Out of the listing below, copy every line that carries the string "surface".
☆ ☆ ☆ ☆ ☆
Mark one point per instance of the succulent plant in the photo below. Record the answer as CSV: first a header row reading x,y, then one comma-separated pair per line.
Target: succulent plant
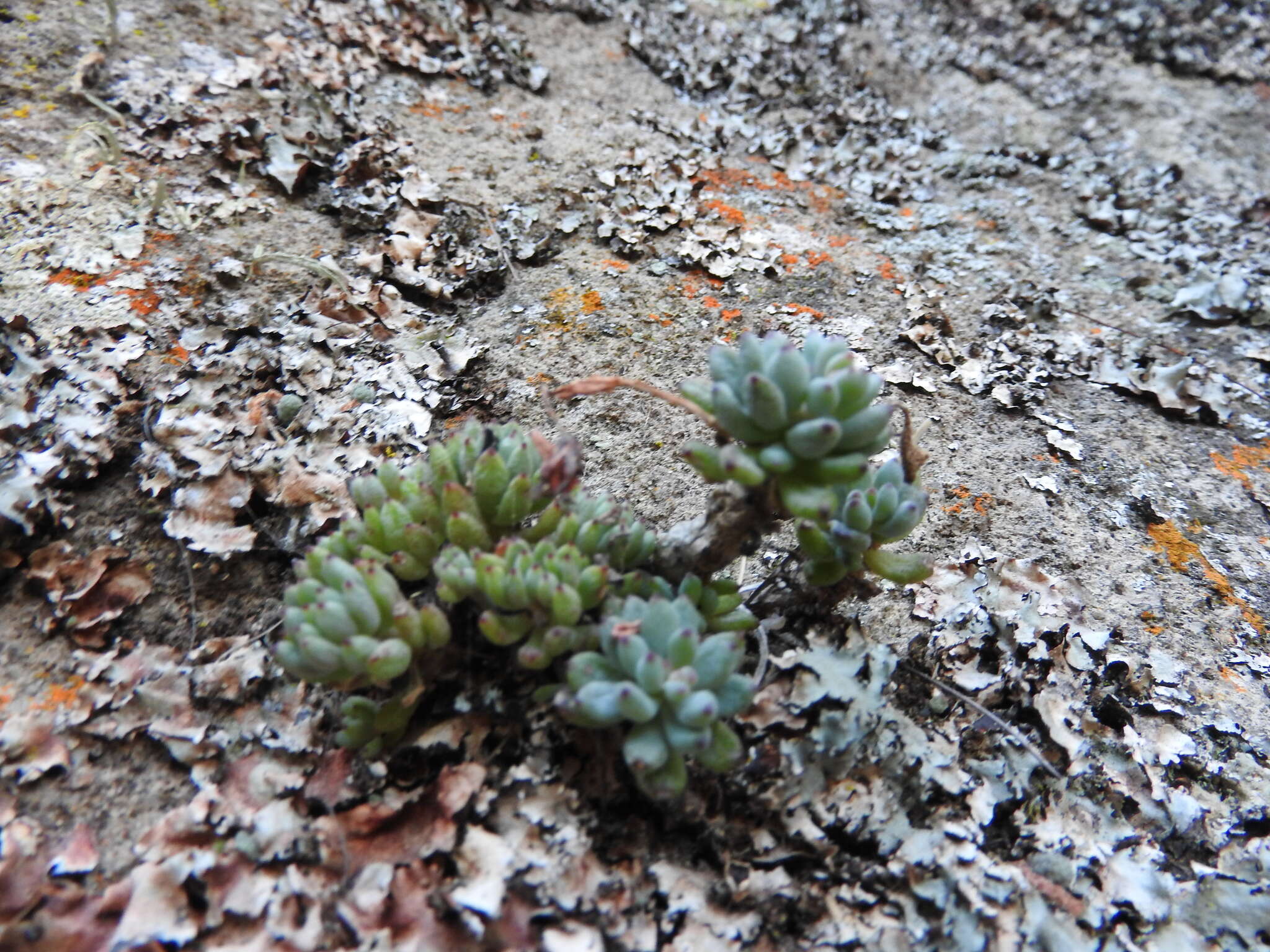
x,y
603,528
349,624
877,508
719,601
373,725
470,490
535,594
802,415
655,671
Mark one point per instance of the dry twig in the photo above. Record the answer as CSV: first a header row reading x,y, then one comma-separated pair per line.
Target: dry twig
x,y
597,384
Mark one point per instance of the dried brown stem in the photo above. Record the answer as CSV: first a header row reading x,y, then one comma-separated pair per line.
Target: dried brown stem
x,y
996,719
587,386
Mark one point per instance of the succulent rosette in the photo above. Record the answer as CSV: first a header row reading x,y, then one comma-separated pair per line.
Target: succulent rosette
x,y
657,671
803,416
869,512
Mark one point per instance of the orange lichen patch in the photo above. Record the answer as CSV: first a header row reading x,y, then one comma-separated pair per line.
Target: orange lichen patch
x,y
175,356
1181,551
803,309
435,111
726,211
978,503
1241,460
59,696
1227,674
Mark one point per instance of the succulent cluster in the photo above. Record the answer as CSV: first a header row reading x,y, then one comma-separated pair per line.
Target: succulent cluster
x,y
491,517
657,671
877,508
804,420
349,624
481,519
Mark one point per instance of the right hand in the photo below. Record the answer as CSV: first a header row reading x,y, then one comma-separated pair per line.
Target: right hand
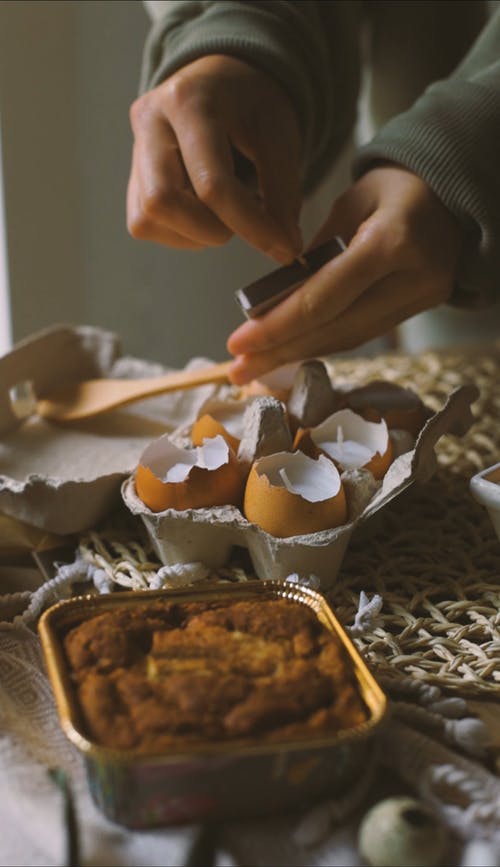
x,y
184,190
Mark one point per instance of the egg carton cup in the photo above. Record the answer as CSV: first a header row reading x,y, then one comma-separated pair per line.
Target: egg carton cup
x,y
209,535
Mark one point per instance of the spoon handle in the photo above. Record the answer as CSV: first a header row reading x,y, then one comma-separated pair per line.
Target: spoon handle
x,y
81,400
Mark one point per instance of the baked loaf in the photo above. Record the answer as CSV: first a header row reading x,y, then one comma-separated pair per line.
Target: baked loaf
x,y
164,675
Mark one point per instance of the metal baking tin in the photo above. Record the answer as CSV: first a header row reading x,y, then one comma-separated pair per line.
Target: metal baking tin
x,y
213,781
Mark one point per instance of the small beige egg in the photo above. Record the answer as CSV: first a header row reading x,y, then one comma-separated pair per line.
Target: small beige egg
x,y
402,832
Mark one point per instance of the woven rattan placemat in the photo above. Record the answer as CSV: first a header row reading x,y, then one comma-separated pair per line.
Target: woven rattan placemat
x,y
431,554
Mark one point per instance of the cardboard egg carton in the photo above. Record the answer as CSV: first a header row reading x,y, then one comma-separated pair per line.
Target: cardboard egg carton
x,y
65,479
209,535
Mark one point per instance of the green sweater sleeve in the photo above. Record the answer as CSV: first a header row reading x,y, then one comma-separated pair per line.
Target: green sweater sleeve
x,y
451,138
303,44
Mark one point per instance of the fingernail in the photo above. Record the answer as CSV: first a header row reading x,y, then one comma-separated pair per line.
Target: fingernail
x,y
284,257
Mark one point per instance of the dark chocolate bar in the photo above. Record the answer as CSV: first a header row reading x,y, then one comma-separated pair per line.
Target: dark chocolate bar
x,y
268,291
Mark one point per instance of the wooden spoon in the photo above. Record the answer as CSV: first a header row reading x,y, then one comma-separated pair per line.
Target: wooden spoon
x,y
81,400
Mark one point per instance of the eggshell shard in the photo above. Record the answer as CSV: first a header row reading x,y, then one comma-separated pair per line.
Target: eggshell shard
x,y
169,477
266,430
360,486
352,442
278,383
400,407
402,832
312,397
290,494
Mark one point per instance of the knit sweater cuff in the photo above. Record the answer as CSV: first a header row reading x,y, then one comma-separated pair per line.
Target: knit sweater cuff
x,y
450,140
280,38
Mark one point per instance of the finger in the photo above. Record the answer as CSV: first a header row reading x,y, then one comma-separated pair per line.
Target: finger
x,y
387,303
206,152
347,214
279,173
143,228
166,194
322,298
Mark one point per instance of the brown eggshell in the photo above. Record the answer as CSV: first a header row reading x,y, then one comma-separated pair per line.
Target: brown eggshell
x,y
201,488
207,426
282,513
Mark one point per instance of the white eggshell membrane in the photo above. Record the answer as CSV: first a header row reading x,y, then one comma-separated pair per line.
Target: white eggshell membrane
x,y
170,463
229,413
349,439
313,480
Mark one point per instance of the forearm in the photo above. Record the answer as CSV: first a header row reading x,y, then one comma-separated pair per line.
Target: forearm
x,y
451,139
305,46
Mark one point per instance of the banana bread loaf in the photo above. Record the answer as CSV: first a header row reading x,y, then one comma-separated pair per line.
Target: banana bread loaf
x,y
164,675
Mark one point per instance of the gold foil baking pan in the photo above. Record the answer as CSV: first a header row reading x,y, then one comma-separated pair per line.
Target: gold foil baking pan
x,y
212,781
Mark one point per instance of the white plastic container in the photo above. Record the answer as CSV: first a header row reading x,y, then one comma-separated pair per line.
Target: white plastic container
x,y
485,488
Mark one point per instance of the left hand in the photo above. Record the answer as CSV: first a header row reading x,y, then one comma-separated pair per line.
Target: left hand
x,y
401,259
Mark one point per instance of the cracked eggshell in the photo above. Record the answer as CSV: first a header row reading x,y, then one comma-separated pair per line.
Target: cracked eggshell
x,y
221,417
291,494
171,477
350,441
208,535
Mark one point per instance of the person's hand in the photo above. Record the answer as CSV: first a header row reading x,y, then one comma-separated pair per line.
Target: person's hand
x,y
401,259
192,133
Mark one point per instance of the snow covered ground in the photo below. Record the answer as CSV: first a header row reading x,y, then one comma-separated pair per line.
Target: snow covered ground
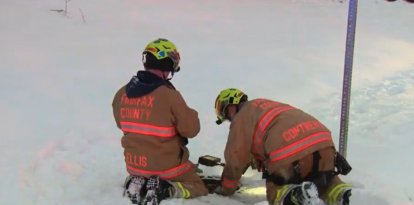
x,y
59,72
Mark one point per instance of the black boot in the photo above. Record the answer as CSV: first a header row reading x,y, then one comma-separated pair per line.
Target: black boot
x,y
157,190
135,188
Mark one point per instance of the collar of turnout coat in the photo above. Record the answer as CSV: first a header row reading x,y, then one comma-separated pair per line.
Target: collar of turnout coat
x,y
143,83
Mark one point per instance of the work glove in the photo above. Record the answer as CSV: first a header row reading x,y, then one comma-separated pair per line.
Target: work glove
x,y
223,191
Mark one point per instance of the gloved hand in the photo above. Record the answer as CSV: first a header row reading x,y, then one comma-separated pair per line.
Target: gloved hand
x,y
223,191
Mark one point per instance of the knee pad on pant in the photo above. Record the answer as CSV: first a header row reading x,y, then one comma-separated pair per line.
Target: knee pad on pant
x,y
339,194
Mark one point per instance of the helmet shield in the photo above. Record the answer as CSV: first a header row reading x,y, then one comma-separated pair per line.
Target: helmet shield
x,y
230,96
164,52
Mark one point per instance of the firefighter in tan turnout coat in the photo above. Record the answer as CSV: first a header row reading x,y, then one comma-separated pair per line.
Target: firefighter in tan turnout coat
x,y
293,149
156,124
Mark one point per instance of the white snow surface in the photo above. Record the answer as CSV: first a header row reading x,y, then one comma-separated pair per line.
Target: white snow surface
☆ ☆ ☆ ☆ ☆
§ **Answer to this problem**
Mark one point per instance of the white snow surface in the photo above. Record the answer as CSV: first a header row reading x,y, then one comma-separated pair per line.
Target: white snow surface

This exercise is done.